Would you please set down the entries below exactly as shown?
┌──
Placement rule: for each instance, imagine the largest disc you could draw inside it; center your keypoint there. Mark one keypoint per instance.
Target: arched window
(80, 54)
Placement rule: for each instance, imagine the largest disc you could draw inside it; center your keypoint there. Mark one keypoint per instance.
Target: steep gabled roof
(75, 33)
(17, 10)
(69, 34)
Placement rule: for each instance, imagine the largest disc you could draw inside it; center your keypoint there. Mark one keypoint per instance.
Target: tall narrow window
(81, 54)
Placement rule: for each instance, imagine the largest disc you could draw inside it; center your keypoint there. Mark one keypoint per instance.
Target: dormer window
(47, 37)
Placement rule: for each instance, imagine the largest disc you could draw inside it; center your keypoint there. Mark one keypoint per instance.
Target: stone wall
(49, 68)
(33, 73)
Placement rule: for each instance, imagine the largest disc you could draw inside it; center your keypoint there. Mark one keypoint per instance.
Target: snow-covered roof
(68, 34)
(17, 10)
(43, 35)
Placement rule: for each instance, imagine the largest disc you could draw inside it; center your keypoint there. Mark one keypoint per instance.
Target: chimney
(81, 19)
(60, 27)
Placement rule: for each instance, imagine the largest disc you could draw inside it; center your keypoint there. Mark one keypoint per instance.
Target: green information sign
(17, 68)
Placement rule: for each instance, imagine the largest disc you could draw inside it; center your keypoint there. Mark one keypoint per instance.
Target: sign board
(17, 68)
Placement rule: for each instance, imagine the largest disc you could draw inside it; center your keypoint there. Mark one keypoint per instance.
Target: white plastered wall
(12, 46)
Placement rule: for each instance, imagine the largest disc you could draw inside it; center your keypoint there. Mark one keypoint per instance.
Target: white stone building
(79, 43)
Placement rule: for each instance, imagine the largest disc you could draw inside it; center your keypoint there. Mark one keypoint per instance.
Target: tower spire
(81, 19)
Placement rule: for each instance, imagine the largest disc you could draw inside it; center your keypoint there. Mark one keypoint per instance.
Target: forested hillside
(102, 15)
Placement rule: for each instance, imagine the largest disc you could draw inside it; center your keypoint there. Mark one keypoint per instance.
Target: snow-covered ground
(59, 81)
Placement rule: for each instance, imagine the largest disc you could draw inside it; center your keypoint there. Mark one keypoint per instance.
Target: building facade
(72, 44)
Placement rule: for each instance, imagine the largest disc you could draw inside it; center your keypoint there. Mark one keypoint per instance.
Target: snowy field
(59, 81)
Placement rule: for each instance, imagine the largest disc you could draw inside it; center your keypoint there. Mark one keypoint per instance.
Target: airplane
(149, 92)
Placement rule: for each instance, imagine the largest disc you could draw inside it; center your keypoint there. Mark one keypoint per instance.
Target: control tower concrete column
└──
## ANSWER FOR THIS EXERCISE
Placement rule: for each instance, imagine the largest disc you could draw inside it; center your keypoint there. Mark one keypoint per instance.
Target: arched window
(80, 54)
Placement rule: for each instance, imagine the largest disc you could draw inside it; center your keypoint there. Mark one keypoint per instance.
Target: steep gabled roof
(75, 33)
(17, 10)
(69, 34)
Placement rule: for each instance, imagine the largest disc you could draw inside it; center your keypoint there. Mark one keypoint per instance.
Target: tall narrow window
(81, 54)
Placement rule: for each instance, imagine the largest disc you could draw inside it; center your keypoint there. Mark one keypoint per instance.
Target: dormer window
(47, 37)
Placement rule: for each instance, imagine the largest disc you could draw inside it; center your keypoint there. Mark one keypoint per instance.
Target: stone wall
(49, 68)
(33, 73)
Placement rule: for each instance, imagine the largest disc you could draw inside it; center your keypoint there. Mark one keypoint per instance.
Target: snow-covered roof
(68, 34)
(17, 10)
(43, 35)
Placement rule: for each instance, imagine the largest disc you could draw inside it; center your keypoint there. Mark one keypoint per instance.
Target: chimney
(81, 19)
(60, 27)
Placement rule: for each instance, imagine the largest disc you could draw inside it; center your keypoint there. Mark one keypoint per instance.
Target: green information sign
(17, 68)
Placement rule: for each instance, imagine the largest disc you could draw inside it; center your keypoint there. Mark one keypoint per instance.
Target: sign board
(17, 68)
Placement rule: for each instance, imagine the largest disc you could draw inside it; center your keypoint there. Mark one keypoint per instance.
Target: white plastered wall
(12, 46)
Placement rule: for each instance, imagine the largest disc you could draw inside it; center your keypoint there. Mark one keypoint per instance.
Target: white stone building
(79, 43)
Placement rule: for each instance, imagine the largest disc you could draw inside it; center your keypoint there. Mark one keypoint per instance.
Target: tower spire
(81, 19)
Placement rule: for each instance, imagine the largest disc you could draw inside it; center your keypoint there. Mark one keypoint per instance.
Target: forested hillside
(102, 15)
Placement rule: for each instance, imagine the largest disc you could draw inside it; center your keypoint there. Mark one keypoint per instance.
Target: snow-covered ground
(59, 81)
Placement rule: for each instance, imagine the largest disc you could draw inside it; center your keypoint there. Mark one keypoint per instance.
Target: building facade
(72, 44)
Placement rule: for each instance, imagine the largest disc you could draw inside it; center your keypoint there. Mark one keypoint per instance.
Target: snowy field
(59, 81)
Placement rule: for each instance, imagine the largest disc you could draw inside it; center your keypoint there. Mark one keypoint per instance.
Target: airplane
(149, 92)
Placement rule: for each instance, imagine the largest disc you could draw inside it; center your keypoint there. Mark one keypoint per instance.
Target: control tower concrete column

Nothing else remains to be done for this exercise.